▸ **СУТЬ ЗАДАНИЯ**: Как, согласно тексту о стихотворении, обращенном к В. Я. Брюсову, назывался маленький сборник, выпущенный почти вслед за «Волшебным фонарем»?

▸ **ТЕКСТ**:
Слова из его первого отзыва, взятые мною в кавычки, как
его слова, были явлены без кавычек. Я получалась – дурой. (Валерий Брюсов “Далекие и близкие”, книга критических статей.)
Рипост был мгновенный. Почти вслед за “Волшебным фонарем” мною был выпущен маленький сборник из двух первых книг, так и называвшийся “Из двух книг”, и в этом сборнике, черным по белому:
В. Я. БРЮСОВУ
Я забыла, что сердце в Вас – только ночник,
Не звезда! Я забыла об этом!
Что поэзия ваша из книг
И из зависти – критика. Ранний старик,
Вы опять мне на миг
Показались великим поэтом.
* * *
Любопытно, что этот стих возник у меня не после рецензии, а после сна о нем, с Ренатой, волшебного, которого он никогда не узнал. Упор стихотворения – конец его, и я бы на месте Брюсова ничего, кроме двух последних слов, не вычитала. Но Брюсов был плохой читатель (душ).
* * *
Отзыва, на сей раз, в печати не последовало, но “в горах” (его крутой души) “отзыв” длился – всю жизнь.

▸ **ФРАГМЕНТЫ НАБОРА ДАННЫХ**:

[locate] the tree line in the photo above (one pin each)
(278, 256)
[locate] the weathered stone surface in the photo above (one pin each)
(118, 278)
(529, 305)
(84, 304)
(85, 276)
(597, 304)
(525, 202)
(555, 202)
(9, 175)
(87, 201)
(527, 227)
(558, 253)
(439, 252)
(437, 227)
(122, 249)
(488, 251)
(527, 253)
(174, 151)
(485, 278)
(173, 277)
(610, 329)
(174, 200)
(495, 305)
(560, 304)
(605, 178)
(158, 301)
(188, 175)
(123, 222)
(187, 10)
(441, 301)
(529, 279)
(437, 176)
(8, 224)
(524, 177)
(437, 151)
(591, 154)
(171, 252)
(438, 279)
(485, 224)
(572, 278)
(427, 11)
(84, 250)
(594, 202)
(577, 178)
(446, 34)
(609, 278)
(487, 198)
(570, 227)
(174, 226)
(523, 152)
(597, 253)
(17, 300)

▸ **РЕЗУЛЬТАТ ЗАДАНИЯ**: Сборник назывался «Из двух книг».